• [Written task]:
Update the lines that begin with the one containing "emblem is and supply its bounding box." and end with the one containing "[127,281,184,330]", replacing "concrete" with "cement" and keeping everything else unchanged. Leave the pictures out of your answer.

• [Available data]:

• • •

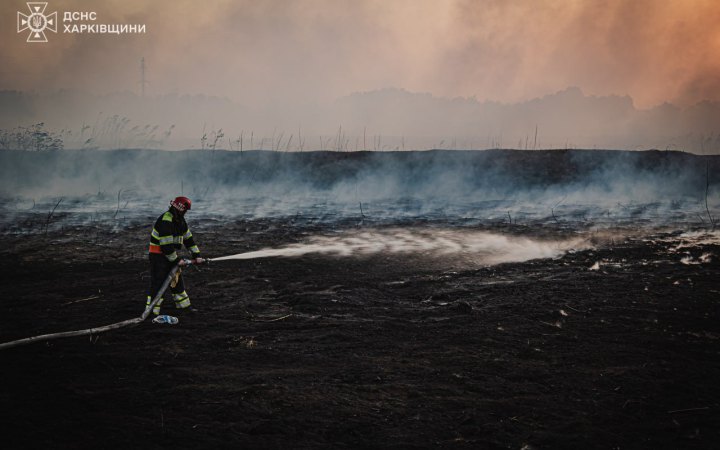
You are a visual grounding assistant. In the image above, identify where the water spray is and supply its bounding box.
[0,229,590,350]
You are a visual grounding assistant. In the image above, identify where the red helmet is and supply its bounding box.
[170,197,192,212]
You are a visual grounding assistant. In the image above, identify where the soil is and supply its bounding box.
[0,219,720,449]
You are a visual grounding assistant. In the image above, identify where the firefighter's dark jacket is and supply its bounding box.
[150,211,200,262]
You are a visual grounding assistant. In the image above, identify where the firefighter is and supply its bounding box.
[146,197,204,315]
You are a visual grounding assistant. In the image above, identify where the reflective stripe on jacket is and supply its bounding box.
[149,211,200,262]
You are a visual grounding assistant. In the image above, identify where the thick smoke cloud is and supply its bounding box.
[0,0,720,153]
[0,0,720,108]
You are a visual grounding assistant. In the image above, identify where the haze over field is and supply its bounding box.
[0,0,720,153]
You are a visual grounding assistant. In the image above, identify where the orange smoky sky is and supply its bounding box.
[0,0,720,108]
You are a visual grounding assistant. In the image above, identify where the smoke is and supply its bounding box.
[213,229,590,265]
[0,151,720,234]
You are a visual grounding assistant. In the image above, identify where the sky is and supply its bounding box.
[0,0,720,108]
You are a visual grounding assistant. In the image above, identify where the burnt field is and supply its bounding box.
[0,152,720,449]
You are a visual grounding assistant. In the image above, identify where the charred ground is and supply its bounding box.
[0,150,720,448]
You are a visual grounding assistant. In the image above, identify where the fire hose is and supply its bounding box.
[0,260,197,350]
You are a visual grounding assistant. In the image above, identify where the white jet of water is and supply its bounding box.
[212,229,591,265]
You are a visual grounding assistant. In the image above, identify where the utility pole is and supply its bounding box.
[140,56,147,98]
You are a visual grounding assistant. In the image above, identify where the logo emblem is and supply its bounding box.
[18,2,57,42]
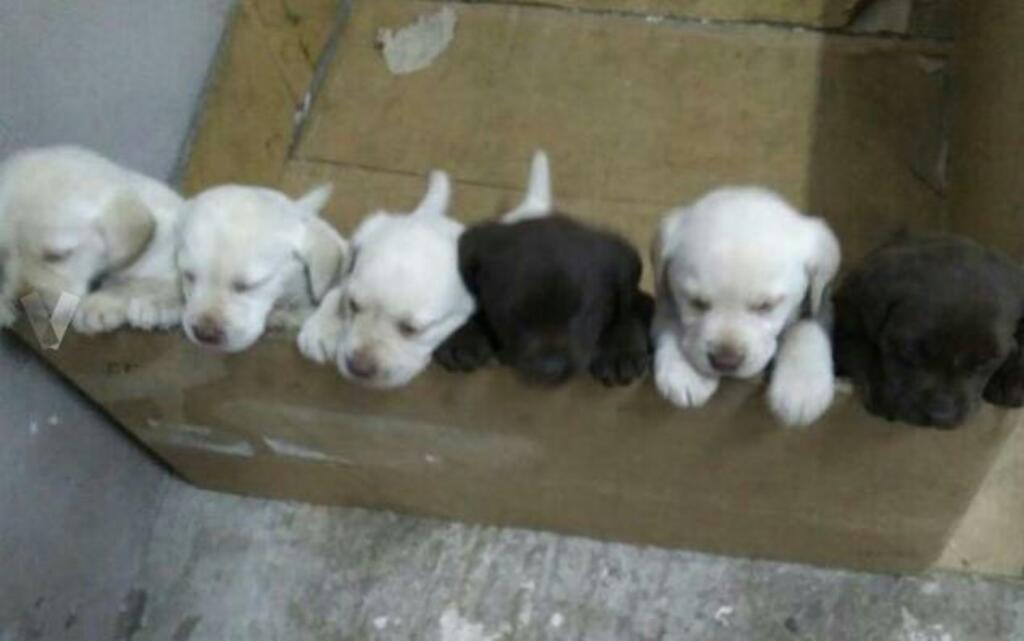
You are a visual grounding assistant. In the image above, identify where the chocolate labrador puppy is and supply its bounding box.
[434,153,653,385]
[834,233,1024,429]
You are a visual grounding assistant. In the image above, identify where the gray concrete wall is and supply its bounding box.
[0,0,232,641]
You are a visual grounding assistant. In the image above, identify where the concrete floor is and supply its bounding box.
[136,481,1024,641]
[0,0,1024,641]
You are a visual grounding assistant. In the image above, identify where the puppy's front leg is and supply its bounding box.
[72,289,130,334]
[590,292,654,387]
[298,287,343,365]
[434,312,495,372]
[768,321,836,427]
[652,304,719,408]
[982,330,1024,408]
[127,281,184,330]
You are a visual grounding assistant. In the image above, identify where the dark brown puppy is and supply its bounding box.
[834,234,1024,428]
[435,215,653,385]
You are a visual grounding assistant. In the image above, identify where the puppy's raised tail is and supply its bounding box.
[413,169,452,216]
[296,182,334,214]
[502,149,552,223]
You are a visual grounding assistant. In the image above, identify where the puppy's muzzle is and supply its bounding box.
[345,351,380,380]
[189,316,227,346]
[708,343,746,374]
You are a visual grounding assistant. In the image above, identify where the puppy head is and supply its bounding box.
[874,301,1014,427]
[459,216,641,385]
[0,147,157,307]
[177,185,347,352]
[837,233,1022,428]
[653,187,840,378]
[337,172,474,388]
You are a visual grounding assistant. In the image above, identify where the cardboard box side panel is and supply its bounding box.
[950,0,1024,254]
[175,0,340,195]
[428,0,864,28]
[19,323,1013,569]
[296,0,946,259]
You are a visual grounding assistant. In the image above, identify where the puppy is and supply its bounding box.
[651,187,840,426]
[299,171,474,388]
[0,146,182,334]
[436,152,653,385]
[836,233,1024,428]
[177,181,348,352]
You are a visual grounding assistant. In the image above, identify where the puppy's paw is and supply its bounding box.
[127,298,182,331]
[590,346,651,387]
[298,315,341,365]
[72,292,128,334]
[654,339,718,408]
[434,322,495,372]
[768,322,836,427]
[768,370,836,427]
[0,300,17,329]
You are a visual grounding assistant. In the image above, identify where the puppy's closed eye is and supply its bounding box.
[43,248,75,264]
[748,298,782,316]
[398,321,423,338]
[686,294,712,313]
[231,276,270,294]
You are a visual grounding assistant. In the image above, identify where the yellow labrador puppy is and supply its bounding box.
[177,181,348,352]
[0,146,183,334]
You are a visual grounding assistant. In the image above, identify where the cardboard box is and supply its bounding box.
[16,0,1024,575]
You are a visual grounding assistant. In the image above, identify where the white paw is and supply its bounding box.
[73,293,128,334]
[0,300,17,328]
[654,348,718,408]
[768,372,836,427]
[768,317,836,427]
[299,315,341,365]
[127,298,182,331]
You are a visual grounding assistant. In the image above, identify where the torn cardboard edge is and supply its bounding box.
[377,5,458,76]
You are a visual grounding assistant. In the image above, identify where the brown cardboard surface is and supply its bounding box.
[951,0,1024,260]
[296,0,946,258]
[22,0,1024,574]
[436,0,865,27]
[18,333,1016,569]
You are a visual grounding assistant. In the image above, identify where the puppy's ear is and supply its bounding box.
[95,191,157,269]
[650,212,682,299]
[804,218,842,317]
[502,149,553,224]
[410,170,452,216]
[297,216,352,302]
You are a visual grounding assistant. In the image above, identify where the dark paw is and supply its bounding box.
[982,375,1024,408]
[590,349,651,387]
[434,331,494,372]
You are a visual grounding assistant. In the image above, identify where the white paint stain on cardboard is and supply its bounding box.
[263,436,352,465]
[377,6,457,76]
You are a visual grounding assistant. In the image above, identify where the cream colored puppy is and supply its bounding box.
[0,146,183,334]
[652,187,840,426]
[299,171,475,388]
[177,185,348,352]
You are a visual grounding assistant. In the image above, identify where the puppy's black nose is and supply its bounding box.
[191,316,224,345]
[345,352,378,379]
[925,397,961,427]
[526,354,572,384]
[708,345,746,374]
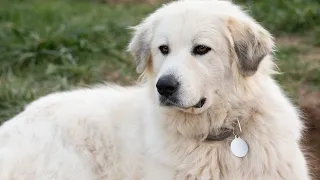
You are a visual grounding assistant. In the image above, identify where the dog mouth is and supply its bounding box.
[192,98,207,108]
[161,98,207,110]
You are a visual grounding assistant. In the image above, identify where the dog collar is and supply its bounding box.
[205,128,233,141]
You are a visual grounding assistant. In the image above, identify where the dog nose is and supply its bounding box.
[156,75,179,97]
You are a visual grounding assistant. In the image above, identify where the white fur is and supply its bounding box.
[0,0,309,180]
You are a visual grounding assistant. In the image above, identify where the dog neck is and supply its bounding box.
[205,128,233,141]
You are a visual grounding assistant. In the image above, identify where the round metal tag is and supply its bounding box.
[230,137,249,157]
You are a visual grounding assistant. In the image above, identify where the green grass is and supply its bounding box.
[0,0,320,122]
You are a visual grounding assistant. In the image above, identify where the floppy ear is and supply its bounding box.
[227,17,274,76]
[128,22,152,73]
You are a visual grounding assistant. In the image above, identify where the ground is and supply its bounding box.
[0,0,320,177]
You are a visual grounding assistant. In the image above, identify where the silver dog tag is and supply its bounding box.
[230,136,249,158]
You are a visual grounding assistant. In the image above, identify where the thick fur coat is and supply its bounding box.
[0,0,310,180]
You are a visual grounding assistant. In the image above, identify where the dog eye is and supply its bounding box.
[192,45,211,55]
[159,45,170,55]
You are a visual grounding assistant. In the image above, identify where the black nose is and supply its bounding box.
[156,75,179,97]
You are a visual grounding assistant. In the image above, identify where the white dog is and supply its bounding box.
[0,0,309,180]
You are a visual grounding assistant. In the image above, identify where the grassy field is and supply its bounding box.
[0,0,320,122]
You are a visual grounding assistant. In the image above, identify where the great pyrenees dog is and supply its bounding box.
[0,0,310,180]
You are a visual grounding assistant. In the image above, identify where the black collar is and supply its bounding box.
[205,128,233,141]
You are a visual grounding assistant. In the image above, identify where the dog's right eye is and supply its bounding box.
[159,45,170,55]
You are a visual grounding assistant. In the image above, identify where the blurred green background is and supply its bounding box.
[0,0,320,122]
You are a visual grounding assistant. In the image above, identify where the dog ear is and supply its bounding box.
[227,17,274,76]
[128,21,152,73]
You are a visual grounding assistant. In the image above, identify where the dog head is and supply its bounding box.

• • •

• [Answer to this task]:
You are a visual grounding assistant. In the image above, identify where the logo emblem is and supply its bounding box.
[18,2,57,42]
You are a visual grounding assistant. In the image above, identify where the chocolate labrador puppy is and supply its bounding box.
[434,153,653,385]
[834,233,1024,429]
You are a visual grounding assistant. In the image above, identify where the gray cement wall is and supply its bounding box.
[0,0,232,641]
You are a visual grounding assistant. In the image above, identify where the cement floor is and supply its bounding box.
[136,481,1024,641]
[0,0,1024,641]
You are a visual grounding assistant. In the image above, identify where the puppy's front leg is and supply its bounding box.
[72,289,130,334]
[590,292,654,387]
[298,287,343,365]
[434,312,495,372]
[768,321,836,427]
[652,304,719,408]
[982,330,1024,408]
[127,281,184,330]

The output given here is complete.